== Aim ==
Can you pick out every line in the data below that contains the word "panel" and copy each one?
[START Provided data]
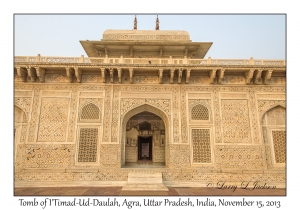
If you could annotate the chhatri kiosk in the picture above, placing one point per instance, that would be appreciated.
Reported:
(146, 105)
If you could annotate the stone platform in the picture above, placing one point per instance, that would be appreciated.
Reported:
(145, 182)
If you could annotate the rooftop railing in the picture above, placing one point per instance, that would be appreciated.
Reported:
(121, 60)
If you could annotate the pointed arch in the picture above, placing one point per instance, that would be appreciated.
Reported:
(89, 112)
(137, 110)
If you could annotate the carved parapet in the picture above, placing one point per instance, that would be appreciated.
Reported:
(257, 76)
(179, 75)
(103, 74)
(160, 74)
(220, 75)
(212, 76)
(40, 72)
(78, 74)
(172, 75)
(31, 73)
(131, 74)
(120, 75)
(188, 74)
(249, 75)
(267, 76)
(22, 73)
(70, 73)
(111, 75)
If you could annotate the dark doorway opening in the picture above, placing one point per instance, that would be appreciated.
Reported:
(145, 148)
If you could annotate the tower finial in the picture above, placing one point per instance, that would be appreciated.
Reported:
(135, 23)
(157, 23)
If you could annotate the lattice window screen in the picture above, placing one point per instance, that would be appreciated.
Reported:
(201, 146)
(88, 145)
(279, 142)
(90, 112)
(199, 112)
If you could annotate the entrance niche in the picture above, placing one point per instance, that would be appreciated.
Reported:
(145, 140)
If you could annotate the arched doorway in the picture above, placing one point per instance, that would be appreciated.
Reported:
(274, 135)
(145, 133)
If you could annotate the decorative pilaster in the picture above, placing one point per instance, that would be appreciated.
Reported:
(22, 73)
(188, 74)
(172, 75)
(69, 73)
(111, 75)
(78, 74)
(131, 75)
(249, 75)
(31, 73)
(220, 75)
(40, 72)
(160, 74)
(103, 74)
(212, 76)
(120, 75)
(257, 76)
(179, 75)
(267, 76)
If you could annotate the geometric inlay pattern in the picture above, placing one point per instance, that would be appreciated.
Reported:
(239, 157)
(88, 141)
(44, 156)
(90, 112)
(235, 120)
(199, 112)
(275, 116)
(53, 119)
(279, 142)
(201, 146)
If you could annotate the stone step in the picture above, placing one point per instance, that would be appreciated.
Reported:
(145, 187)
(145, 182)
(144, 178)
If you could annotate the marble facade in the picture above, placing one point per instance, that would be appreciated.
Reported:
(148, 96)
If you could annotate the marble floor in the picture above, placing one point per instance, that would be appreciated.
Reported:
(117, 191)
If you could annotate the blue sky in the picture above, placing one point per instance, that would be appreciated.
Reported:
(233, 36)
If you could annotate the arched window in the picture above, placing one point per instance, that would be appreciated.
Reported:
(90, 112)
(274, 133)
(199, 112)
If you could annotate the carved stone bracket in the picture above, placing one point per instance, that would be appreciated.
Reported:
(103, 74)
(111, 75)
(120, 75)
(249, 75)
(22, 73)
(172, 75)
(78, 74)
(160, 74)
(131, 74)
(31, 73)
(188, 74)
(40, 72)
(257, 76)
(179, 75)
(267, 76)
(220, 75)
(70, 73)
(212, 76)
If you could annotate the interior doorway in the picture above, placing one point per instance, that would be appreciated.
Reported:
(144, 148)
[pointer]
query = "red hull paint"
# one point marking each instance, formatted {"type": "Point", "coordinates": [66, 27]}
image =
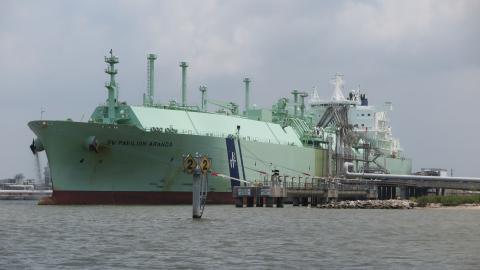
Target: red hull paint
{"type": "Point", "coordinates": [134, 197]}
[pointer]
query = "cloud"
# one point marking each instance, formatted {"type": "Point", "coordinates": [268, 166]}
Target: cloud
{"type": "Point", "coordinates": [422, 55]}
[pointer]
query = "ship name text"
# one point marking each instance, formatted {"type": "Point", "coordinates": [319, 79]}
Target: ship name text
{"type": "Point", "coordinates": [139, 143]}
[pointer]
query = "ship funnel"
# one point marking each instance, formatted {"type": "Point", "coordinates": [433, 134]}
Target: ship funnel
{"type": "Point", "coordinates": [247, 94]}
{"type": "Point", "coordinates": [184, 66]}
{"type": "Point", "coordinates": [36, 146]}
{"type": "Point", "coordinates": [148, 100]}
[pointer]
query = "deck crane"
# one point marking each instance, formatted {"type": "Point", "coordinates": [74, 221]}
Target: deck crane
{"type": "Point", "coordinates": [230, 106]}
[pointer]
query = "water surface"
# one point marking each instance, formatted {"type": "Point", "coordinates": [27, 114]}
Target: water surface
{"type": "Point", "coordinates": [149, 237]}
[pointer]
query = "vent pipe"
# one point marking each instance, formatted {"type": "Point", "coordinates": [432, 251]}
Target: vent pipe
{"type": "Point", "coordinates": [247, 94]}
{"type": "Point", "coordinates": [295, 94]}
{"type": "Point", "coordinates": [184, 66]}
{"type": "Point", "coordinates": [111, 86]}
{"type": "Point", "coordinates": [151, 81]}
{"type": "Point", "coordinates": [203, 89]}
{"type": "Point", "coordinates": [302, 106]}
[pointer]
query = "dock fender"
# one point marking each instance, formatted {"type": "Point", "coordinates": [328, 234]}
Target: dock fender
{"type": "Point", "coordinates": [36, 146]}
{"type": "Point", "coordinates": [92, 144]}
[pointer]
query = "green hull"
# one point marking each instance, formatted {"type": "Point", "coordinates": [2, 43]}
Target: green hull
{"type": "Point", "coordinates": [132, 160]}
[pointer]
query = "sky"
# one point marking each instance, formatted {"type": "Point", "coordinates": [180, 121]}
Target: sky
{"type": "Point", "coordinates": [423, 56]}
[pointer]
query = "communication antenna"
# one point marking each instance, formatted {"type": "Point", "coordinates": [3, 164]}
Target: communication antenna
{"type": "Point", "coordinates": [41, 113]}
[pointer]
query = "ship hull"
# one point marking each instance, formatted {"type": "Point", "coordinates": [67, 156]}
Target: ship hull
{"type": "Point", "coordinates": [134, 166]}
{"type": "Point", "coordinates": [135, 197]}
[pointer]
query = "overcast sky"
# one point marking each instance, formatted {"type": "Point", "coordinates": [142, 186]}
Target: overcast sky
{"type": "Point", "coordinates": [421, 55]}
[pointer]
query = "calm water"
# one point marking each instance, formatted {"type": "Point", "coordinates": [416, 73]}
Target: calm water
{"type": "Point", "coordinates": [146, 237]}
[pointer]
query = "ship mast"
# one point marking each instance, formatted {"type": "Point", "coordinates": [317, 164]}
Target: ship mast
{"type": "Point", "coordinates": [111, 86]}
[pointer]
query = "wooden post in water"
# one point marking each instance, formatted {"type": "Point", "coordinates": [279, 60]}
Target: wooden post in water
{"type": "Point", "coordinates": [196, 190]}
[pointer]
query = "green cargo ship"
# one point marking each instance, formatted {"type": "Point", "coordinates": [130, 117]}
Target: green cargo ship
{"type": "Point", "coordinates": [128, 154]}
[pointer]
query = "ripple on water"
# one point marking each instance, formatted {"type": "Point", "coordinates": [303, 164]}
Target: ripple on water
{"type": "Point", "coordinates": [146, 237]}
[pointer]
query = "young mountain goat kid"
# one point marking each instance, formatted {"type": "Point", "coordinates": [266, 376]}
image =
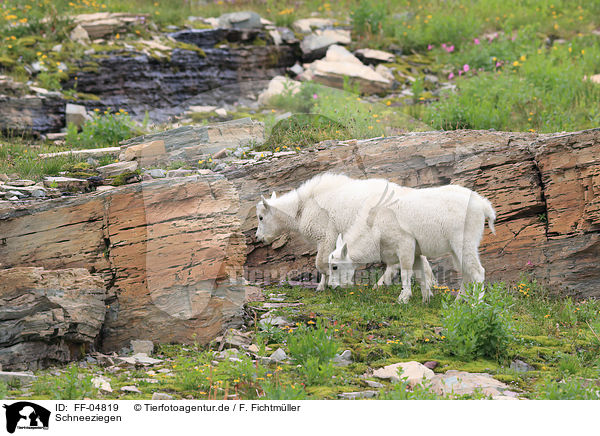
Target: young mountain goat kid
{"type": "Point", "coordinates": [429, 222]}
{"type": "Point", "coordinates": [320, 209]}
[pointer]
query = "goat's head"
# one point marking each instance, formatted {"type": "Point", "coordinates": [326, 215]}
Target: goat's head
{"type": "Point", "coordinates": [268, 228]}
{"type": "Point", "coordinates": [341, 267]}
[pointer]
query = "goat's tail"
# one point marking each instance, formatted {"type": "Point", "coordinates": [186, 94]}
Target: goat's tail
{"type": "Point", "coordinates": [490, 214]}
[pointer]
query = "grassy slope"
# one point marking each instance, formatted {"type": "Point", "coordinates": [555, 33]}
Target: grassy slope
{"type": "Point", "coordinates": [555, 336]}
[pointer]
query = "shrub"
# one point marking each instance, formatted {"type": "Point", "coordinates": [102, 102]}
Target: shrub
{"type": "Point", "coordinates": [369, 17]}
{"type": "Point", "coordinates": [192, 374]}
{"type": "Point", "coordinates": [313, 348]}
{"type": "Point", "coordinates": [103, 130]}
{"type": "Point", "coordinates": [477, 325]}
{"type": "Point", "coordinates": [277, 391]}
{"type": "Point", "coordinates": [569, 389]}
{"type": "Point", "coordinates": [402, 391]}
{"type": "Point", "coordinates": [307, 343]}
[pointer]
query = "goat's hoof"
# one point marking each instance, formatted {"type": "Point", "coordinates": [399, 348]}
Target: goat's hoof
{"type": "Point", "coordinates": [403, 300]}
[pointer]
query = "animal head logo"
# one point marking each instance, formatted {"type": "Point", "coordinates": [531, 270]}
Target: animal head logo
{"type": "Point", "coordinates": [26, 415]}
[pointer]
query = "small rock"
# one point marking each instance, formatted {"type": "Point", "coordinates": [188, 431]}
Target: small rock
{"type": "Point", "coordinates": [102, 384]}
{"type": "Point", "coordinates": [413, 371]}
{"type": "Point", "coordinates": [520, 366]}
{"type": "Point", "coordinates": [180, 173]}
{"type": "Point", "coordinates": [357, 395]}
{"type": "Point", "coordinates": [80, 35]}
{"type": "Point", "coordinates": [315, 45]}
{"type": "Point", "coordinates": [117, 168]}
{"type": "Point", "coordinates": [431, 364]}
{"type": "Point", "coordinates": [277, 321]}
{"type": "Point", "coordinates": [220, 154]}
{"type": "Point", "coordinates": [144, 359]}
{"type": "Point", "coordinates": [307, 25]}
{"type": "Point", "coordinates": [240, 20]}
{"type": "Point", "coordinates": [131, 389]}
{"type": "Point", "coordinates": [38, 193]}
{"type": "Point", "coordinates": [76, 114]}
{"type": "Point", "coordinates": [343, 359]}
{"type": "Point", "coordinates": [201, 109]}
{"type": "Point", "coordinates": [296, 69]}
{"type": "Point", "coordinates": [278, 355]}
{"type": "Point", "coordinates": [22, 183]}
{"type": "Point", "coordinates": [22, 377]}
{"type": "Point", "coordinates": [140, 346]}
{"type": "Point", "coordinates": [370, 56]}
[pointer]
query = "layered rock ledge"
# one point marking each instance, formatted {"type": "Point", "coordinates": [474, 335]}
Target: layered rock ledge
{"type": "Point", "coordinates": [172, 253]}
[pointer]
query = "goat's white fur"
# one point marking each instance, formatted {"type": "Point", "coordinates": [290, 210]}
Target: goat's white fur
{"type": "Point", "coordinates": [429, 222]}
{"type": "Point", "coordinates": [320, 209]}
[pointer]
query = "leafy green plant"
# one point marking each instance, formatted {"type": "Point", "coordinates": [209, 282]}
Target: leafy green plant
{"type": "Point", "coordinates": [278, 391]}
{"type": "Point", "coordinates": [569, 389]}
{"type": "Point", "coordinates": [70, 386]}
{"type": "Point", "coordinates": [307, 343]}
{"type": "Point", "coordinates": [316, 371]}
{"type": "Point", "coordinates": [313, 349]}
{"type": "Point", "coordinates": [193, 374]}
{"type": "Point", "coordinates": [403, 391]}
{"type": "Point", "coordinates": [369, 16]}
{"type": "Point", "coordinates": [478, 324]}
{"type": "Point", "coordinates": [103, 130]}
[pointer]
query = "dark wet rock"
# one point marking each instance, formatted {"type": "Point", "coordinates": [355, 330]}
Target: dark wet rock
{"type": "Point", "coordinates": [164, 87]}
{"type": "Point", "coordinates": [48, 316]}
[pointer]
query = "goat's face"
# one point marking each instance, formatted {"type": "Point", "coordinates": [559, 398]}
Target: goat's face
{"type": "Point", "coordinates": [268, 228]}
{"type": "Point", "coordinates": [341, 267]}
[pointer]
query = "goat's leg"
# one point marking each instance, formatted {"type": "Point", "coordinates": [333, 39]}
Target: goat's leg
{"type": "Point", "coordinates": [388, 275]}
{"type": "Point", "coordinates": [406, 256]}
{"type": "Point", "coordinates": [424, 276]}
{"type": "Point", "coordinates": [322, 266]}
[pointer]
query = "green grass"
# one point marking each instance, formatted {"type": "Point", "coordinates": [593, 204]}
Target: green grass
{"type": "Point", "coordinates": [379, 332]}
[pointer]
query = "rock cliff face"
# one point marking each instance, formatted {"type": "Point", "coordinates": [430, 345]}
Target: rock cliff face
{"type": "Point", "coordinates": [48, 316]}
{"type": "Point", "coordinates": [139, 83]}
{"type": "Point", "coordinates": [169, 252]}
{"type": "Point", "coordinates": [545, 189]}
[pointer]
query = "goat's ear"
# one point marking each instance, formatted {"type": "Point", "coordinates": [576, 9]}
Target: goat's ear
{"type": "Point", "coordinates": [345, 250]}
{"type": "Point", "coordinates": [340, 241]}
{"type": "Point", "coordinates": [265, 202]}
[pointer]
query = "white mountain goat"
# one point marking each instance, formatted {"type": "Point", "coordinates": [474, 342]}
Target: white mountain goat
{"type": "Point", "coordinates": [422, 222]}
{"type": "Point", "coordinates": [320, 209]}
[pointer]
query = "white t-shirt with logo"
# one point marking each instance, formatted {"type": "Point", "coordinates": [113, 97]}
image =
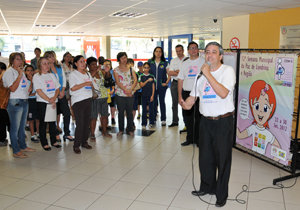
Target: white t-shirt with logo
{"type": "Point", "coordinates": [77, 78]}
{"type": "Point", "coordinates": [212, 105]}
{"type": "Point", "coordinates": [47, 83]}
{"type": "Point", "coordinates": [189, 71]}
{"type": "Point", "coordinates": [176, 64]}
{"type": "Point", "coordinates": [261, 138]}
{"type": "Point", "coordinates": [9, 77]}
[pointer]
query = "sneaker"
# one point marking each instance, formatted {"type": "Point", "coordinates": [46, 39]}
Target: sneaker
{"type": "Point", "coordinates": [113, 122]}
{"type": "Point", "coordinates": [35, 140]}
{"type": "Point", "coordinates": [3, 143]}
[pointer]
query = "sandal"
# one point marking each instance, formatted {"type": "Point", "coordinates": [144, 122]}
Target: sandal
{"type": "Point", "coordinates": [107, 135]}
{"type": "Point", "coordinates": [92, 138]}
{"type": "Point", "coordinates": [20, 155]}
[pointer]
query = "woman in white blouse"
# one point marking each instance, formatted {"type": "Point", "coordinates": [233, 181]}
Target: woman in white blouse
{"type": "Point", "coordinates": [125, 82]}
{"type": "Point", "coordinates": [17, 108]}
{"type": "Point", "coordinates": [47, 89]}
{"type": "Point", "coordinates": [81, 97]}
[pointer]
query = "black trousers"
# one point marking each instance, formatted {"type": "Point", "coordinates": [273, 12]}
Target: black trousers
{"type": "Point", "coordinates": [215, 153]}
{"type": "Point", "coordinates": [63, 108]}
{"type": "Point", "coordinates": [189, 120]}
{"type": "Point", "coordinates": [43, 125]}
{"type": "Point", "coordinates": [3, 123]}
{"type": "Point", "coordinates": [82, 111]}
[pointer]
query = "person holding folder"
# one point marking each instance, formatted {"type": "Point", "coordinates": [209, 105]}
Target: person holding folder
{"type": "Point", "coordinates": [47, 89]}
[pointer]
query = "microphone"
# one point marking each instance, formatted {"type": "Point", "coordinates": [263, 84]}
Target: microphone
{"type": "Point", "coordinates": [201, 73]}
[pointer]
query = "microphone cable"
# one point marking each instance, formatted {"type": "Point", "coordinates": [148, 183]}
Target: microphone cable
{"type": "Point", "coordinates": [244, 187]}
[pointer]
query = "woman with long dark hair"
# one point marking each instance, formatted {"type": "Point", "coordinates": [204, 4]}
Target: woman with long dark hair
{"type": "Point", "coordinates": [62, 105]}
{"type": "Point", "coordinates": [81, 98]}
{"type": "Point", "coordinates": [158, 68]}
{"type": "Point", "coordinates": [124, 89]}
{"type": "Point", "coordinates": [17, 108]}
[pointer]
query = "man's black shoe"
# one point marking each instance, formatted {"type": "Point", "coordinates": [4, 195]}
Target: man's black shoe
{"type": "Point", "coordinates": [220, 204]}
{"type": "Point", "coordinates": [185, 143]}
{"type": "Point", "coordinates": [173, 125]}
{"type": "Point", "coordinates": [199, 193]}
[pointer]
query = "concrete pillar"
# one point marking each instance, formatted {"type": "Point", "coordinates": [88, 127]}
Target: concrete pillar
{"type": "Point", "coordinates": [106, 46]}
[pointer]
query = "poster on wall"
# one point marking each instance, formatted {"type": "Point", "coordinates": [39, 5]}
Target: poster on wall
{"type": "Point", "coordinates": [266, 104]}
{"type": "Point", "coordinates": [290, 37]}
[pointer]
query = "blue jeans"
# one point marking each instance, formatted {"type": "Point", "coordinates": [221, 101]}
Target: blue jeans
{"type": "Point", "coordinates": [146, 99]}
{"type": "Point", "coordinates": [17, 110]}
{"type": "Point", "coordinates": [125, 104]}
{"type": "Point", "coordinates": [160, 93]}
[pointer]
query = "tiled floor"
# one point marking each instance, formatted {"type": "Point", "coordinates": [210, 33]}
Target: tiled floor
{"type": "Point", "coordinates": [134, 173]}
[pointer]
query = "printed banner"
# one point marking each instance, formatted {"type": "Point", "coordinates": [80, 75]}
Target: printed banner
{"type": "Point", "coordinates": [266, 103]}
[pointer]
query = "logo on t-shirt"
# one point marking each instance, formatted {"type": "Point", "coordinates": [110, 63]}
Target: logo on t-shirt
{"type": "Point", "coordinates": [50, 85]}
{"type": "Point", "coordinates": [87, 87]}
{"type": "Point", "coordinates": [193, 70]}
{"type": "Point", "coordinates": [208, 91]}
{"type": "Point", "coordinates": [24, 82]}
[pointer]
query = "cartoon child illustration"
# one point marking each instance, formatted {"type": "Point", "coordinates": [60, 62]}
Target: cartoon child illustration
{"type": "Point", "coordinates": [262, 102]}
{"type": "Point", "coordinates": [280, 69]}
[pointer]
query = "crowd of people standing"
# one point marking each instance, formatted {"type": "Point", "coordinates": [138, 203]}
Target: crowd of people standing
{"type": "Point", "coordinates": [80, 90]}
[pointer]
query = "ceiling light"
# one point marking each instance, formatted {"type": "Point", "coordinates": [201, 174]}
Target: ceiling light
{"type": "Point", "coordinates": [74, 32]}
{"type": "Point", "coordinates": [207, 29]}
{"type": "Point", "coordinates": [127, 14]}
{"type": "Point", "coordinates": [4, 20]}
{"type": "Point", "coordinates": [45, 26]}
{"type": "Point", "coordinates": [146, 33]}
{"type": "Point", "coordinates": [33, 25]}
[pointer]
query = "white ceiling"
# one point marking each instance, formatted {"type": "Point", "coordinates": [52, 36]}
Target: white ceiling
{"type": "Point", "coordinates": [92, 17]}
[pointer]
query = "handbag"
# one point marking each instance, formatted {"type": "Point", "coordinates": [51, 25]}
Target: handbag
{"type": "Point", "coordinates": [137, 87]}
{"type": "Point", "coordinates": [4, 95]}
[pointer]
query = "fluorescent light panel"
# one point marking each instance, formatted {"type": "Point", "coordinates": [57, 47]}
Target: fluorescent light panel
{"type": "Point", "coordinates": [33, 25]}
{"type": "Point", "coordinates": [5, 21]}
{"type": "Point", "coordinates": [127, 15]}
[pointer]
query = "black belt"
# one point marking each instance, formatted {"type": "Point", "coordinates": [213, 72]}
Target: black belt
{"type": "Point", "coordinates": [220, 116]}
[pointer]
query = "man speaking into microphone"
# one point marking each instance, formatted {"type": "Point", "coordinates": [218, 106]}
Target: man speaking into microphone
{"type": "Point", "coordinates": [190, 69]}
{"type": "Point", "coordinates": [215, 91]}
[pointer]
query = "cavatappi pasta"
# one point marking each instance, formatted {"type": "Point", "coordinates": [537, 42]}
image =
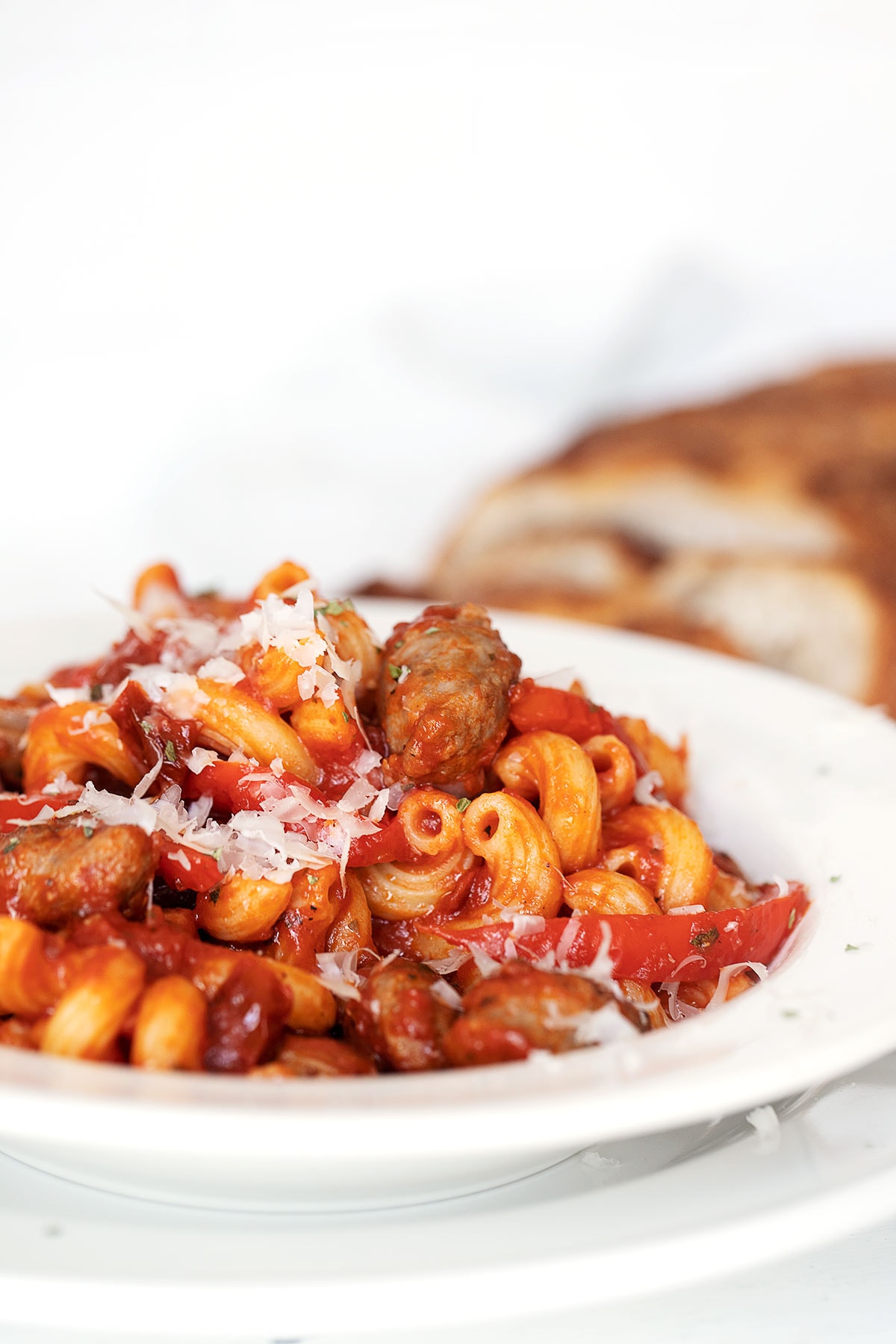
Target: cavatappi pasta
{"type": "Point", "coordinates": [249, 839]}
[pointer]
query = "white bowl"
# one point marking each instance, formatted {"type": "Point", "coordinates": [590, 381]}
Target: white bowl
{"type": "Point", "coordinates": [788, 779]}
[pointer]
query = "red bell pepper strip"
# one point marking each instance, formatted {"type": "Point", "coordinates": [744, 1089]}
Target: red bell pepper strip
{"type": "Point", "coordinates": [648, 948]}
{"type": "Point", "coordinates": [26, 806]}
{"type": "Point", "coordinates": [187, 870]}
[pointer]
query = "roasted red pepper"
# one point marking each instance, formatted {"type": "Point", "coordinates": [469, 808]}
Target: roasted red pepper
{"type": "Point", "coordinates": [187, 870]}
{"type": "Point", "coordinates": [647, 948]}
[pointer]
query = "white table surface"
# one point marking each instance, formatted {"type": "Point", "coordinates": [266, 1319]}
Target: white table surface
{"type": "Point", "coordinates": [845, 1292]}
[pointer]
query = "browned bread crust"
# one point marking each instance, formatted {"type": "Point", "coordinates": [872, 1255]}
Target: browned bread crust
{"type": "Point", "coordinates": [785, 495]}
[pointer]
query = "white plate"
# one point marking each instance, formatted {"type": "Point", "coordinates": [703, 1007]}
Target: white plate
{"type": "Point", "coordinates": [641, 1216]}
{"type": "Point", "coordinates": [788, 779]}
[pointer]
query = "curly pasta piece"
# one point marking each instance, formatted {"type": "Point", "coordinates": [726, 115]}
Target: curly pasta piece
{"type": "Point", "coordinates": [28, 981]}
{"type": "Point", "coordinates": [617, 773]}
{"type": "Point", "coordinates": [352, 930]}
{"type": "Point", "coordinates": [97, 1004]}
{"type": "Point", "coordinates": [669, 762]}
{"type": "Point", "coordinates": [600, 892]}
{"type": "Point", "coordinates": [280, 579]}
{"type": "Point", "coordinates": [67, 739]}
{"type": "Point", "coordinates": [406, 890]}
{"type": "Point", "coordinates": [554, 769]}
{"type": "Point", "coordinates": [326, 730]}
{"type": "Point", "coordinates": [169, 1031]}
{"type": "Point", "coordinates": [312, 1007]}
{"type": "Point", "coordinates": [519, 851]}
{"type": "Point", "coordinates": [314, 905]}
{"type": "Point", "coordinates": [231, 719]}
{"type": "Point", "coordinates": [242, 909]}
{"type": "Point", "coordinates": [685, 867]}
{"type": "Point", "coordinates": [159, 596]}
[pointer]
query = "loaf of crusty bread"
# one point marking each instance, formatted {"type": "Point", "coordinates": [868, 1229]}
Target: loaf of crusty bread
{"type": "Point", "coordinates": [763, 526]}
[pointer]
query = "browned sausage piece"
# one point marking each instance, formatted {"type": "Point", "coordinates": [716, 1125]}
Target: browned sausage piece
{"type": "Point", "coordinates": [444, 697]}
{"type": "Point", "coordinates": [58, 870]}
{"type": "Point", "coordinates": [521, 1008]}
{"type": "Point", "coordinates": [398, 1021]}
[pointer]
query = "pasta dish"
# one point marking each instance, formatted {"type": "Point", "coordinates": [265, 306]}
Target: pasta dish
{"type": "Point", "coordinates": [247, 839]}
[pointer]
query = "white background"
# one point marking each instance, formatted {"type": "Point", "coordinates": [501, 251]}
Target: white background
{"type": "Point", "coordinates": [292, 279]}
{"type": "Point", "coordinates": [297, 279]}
[END Provided data]
== The answer ==
query = "fluorescent light panel"
Target: fluorescent light panel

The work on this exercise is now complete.